Selected text:
+-------+

Skip to main content

A Retrieval-augmented Generation (RAG) chat interface with support for multiple open-source models, designed to run natively on MacOS and Apple Silicon with MLX.

Project description

Native RAG on MacOS and Apple Silicon with MLX 🧑‍💻

This repository showcases a Retrieval-augmented Generation (RAG) chat interface with support for multiple open-source models.

chat_with_mlx

Features

  • Chat with your Data: doc(x), pdf, txt and YouTube video via URL.
  • Multilingual: Chinese 🇨🇳, English🏴, French🇫🇷, German🇩🇪, Indian🇮🇳, Italian🇮🇹, Japanese🇯🇵,Korean🇰🇷, Spanish🇪🇸, Turkish🇹🇷 and Vietnamese🇻🇳
  • Easy Integration: Easy integrate any HuggingFace and MLX Compatible Open-Source Model.

Installation and Usage

Easy Setup

  • Install Pip
  • Install: pip install chat-with-mlx
  • Note: Setting up this way is really hard if you want to add your own model (which I will let you add later in the UI), but it is a fast way to test the app.

Manual Pip Installation

git clone https://github.com/qnguyen3/chat-with-mlx.git
cd chat-with-mlx
pip install -e .

+-------+

Task 1: Summarize the project description in two sentences.
Task 2: Explain when the project description suggests using the easy setup, and what drawback it gives for that route.

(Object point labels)
+-------+

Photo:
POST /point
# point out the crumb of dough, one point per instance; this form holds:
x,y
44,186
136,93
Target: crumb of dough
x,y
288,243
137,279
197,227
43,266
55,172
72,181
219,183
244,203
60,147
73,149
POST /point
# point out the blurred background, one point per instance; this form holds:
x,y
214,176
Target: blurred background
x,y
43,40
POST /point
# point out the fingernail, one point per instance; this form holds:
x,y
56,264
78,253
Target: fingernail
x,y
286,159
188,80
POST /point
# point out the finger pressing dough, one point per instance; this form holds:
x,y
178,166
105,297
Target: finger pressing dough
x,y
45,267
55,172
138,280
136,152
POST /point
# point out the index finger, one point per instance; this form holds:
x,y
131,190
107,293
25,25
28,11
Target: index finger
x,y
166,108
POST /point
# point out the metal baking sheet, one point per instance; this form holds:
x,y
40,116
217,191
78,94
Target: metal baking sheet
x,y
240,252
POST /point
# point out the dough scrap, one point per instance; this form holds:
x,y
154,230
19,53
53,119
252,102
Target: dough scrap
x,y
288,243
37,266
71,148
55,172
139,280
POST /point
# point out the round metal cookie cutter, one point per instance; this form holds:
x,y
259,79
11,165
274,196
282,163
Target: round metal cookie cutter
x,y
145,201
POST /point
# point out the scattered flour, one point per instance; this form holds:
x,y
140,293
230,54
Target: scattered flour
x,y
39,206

+-------+

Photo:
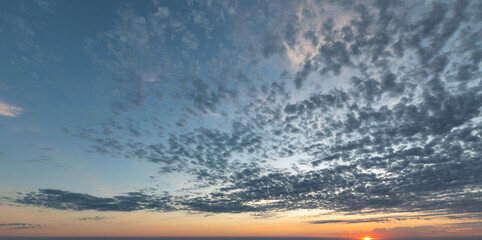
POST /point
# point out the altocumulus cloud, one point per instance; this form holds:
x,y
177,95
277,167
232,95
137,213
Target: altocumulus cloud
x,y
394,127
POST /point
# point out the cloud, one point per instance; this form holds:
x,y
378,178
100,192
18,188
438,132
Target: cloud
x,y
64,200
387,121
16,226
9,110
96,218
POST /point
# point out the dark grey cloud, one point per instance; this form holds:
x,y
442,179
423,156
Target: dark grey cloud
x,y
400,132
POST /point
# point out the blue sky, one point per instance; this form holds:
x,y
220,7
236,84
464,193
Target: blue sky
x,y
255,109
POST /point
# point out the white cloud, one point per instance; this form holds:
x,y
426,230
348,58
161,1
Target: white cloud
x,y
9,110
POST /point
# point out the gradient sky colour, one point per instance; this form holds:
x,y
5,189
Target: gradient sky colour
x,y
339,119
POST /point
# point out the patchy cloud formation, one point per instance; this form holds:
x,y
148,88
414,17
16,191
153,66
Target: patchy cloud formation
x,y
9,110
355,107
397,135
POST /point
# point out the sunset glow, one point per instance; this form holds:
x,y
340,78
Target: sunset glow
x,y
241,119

+-------+

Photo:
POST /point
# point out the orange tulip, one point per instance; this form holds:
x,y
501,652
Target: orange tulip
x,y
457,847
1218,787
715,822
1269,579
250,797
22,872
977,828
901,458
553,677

+-------+

Exercise output 1: The project is a retrieval-augmented generation chat interface that supports multiple open-source models and runs natively on MacOS and Apple Silicon with MLX. It lets users chat with doc(x), pdf, and txt files and YouTube videos in several languages, integrates HuggingFace and MLX compatible open-source models, and can be installed with pip or manually from its repository.

Exercise output 2: The easy setup with pip install chat-with-mlx is suggested as a fast way to test the app. Its drawback is that setting up this way is really hard if you want to add your own model.